Document segment ->
Serving as both scenic and costume designer, Iskra Petkova anchors the set with a white claw foot bath tub complete with water and bubbles. On either side of the vessel, there are wooden end tables with bath towels. Waterlogged props and costume pieces are occasionally pulled from the bathtub. Martin dons a rubber bathing cap and black swim trunks; Martha wears a black bikini bottom. A big, fluffy white robe built for two comes on and off as the twins repeatedly make their way in and out of the bath.
The 60-minute one-act is performed in Bulgarian with English subtitles projected upon the upstage wall. (I might suggest that the slide that reads “This play not recommended for persons under 18” could better serve the audience by being shown before the play has begun.) As written and directed by Dimitar Dimitrov and Yordan Slaveykov, the production takes a decided bend toward the existential and abstract. Original music composed by Alexander Kalanov and Yordan Borisov lends to this feeling with a repetitious, downward progression of strings in a minor key.
As predators and prey in equal measure, Gospodinov and Liutova each offer strong, nuanced performances as two people wrestling with fears, desires, survival, sacrifice, and what it really means to love someone. Humorous and thought-provoking, The Spider artfully captivates it audience before devastation, and should be required viewing for anyone attending FringeNYC this year.
Preview: Interviews with Artists from The Spider
We're asking artists from each show to answer questions about themselves and their work to help our readers get a detailed advance picture of the festival:
Journey to FringeNYC · Roger Danforth (Other)

Data provided ->
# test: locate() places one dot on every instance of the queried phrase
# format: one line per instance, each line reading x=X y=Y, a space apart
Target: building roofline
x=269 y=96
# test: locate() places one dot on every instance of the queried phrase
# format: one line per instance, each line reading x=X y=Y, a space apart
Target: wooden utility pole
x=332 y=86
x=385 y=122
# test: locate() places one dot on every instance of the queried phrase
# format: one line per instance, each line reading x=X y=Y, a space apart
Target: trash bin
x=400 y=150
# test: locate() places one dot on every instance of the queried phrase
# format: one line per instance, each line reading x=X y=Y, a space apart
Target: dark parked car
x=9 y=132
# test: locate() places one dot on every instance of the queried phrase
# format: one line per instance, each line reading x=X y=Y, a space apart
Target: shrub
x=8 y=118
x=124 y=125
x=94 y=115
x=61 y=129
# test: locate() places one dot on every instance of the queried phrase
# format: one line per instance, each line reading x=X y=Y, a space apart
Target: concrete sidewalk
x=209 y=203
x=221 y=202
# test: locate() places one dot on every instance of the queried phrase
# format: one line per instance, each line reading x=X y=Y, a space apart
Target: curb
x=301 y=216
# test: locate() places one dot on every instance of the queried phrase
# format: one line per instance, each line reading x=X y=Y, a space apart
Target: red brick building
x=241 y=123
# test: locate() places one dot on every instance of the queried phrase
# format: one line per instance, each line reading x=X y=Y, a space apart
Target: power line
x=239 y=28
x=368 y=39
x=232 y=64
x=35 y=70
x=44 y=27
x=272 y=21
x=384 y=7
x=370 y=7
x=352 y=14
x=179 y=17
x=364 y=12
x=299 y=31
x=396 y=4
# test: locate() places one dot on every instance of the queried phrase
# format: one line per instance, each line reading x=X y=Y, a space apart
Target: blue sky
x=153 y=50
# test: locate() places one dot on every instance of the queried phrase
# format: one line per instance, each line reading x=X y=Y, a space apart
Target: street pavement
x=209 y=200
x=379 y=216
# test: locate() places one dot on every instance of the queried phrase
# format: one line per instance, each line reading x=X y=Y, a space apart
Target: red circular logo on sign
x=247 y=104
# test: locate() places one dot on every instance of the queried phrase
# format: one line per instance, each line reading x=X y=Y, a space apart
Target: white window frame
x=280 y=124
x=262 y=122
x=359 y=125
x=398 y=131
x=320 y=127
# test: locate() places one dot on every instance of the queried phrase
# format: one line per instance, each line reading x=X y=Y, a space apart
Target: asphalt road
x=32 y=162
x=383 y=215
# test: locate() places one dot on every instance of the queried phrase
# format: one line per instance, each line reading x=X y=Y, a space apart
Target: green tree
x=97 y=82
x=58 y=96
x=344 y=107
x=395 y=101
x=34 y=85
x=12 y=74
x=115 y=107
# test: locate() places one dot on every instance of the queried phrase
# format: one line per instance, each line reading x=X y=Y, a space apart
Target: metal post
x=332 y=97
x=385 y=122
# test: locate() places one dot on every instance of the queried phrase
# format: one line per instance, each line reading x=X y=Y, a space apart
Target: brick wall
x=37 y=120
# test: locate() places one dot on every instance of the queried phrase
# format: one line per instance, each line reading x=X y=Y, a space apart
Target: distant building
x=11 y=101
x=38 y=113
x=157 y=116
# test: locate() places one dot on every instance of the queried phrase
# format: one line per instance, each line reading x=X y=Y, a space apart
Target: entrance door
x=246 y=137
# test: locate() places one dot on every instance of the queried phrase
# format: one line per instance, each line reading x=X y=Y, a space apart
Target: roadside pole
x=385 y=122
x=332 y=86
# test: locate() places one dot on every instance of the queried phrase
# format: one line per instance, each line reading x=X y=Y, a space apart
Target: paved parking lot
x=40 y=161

What you should do -> Write out the passage of the review of The Spider between "Serving as both" and "of the bath.", inclusive, keeping every word unchanged.

Worked solution ->
Serving as both scenic and costume designer, Iskra Petkova anchors the set with a white claw foot bath tub complete with water and bubbles. On either side of the vessel, there are wooden end tables with bath towels. Waterlogged props and costume pieces are occasionally pulled from the bathtub. Martin dons a rubber bathing cap and black swim trunks; Martha wears a black bikini bottom. A big, fluffy white robe built for two comes on and off as the twins repeatedly make their way in and out of the bath.